### TEXT
The study examined the accuracy of timing conditioning by generating audio at different specified lengths and measuring the actual output lengths. While some variance was noted, particularly for audio lengths in the 40-60 second range, the model consistently produced audio of the intended lengths. The length measurement was based on a simple energy threshold, and some of the shorter length detections may be attributed to the limitations of the silence detection method used. The overall results, which are elaborated in Appendix C, were deemed reliable.

Comparison with State-of-the-Art

In performance assessments, Stable Audio excelled in audio quality and exhibited competitive text alignment and musicality scores, especially on the MusicCaps benchmark. Text alignment scores were slightly lower on AudioCaps, possibly due to a limited representation of sound effects in the training dataset. The model also proficiently generated accurate stereo signals, although it received lower scores for stereo correctness on AudioCaps, potentially due to the nature of the selected prompts. However, the consistency of stereo quality was maintained. Notably, Stable Audio was capable of generating music with discernible structure, such as intros and outros, distinguishing it from other leading models.

Model Inference Speed

When it came to inference speed, Stable Audio showcased remarkable efficiency. Operating at stereo 44.1kHz, it outperformed autoregressive models and was faster than AudioLDM2 variants, which operated at mono 16kHz. This efficiency was even more significant in comparison to AudioLDM2-48kHz, which operates at mono 48kHz. These results, detailed in the corresponding tables, illustrate the advantages of the latent diffusion approach in terms of inference speed.

Conclusions

The latent diffusion model introduced in this study enables the rapid generation of variable-length, long-form stereo music and sounds at a 44.1kHz sample rate, informed by textual and timing inputs. Through the exploration of novel qualitative and quantitative metrics designed specifically for evaluating long-form full-band stereo signals, the researchers have established Stable Audio as a top performer in two public benchmarks. This model notably differentiates itself from other state-of-the-art models by its ability to generate structured music and stereo sound effects.

### ROWS

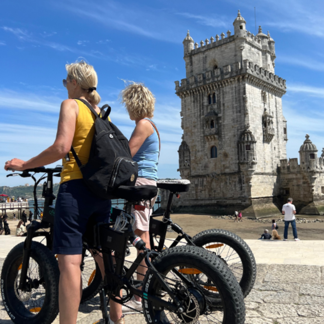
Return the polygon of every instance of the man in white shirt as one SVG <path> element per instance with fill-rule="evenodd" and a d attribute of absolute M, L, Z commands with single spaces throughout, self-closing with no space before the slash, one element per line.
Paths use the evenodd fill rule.
<path fill-rule="evenodd" d="M 291 224 L 293 228 L 293 234 L 295 241 L 300 241 L 297 236 L 297 229 L 296 228 L 295 214 L 296 208 L 293 204 L 293 198 L 288 198 L 287 203 L 283 206 L 283 215 L 284 215 L 284 240 L 287 241 L 288 238 L 288 227 L 289 224 Z"/>

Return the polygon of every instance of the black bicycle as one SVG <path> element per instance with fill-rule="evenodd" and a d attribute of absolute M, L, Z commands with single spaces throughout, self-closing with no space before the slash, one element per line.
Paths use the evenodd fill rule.
<path fill-rule="evenodd" d="M 47 170 L 49 190 L 53 174 L 57 170 Z M 176 246 L 161 253 L 150 251 L 134 235 L 132 206 L 140 201 L 151 199 L 156 193 L 156 187 L 151 186 L 120 187 L 116 194 L 127 201 L 125 212 L 118 216 L 114 225 L 95 224 L 89 227 L 90 230 L 85 236 L 88 248 L 103 256 L 105 275 L 99 294 L 103 322 L 108 322 L 106 296 L 108 300 L 123 303 L 136 294 L 142 298 L 144 314 L 148 323 L 193 324 L 199 321 L 243 324 L 245 312 L 241 290 L 231 271 L 219 258 L 194 246 Z M 42 221 L 32 223 L 24 246 L 14 247 L 4 263 L 1 275 L 3 300 L 15 323 L 47 324 L 52 323 L 57 314 L 57 262 L 49 249 L 32 239 L 39 236 L 37 233 L 44 232 L 38 231 L 52 215 L 49 212 L 53 210 L 50 202 L 52 203 L 52 200 L 45 197 Z M 129 240 L 142 252 L 127 268 L 125 266 L 125 255 Z M 143 282 L 136 282 L 133 274 L 144 259 L 147 271 Z M 142 285 L 143 289 L 139 289 Z"/>
<path fill-rule="evenodd" d="M 253 287 L 257 275 L 255 260 L 249 246 L 238 236 L 220 228 L 203 231 L 191 237 L 180 226 L 173 223 L 170 217 L 174 197 L 179 198 L 180 193 L 187 191 L 190 182 L 188 180 L 163 180 L 158 181 L 157 185 L 158 188 L 169 192 L 164 213 L 152 215 L 150 219 L 151 249 L 163 252 L 168 248 L 166 241 L 172 242 L 169 248 L 178 246 L 181 241 L 188 245 L 203 248 L 226 264 L 239 283 L 244 297 L 247 296 Z M 159 216 L 162 216 L 161 220 L 156 219 Z M 175 240 L 166 238 L 168 227 L 178 234 Z M 99 272 L 96 273 L 95 278 L 98 284 L 101 278 Z"/>

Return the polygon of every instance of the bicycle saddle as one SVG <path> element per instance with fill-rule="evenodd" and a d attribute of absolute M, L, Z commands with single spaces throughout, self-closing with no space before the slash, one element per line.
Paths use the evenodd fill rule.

### OBJECTIVES
**1.** According to the Stable Audio text, which appendix elaborates the overall results of the timing study?
**2.** Retype the part of the Stable Audio text starting with "The latent diffusion model" and going on through "stereo sound effects.".
**3.** Decide whether each statement below agrees with the Stable Audio text. (a) The length measurement relied on a simple energy threshold. (b) The AudioLDM2 variants operated at stereo 44.1kHz. (c) Stable Audio was established as a top performer in three public benchmarks.

### SOLUTIONS BY TASK
**1.** Appendix C.

**2.**
The latent diffusion model introduced in this study enables the rapid generation of variable-length, long-form stereo music and sounds at a 44.1kHz sample rate, informed by textual and timing inputs. Through the exploration of novel qualitative and quantitative metrics designed specifically for evaluating long-form full-band stereo signals, the researchers have established Stable Audio as a top performer in two public benchmarks. This model notably differentiates itself from other state-of-the-art models by its ability to generate structured music and stereo sound effects.

**3.**
(a) Yes: "The length measurement was based on a simple energy threshold"
(b) No: "faster than AudioLDM2 variants, which operated at mono 16kHz"
(c) No: "a top performer in two public benchmarks"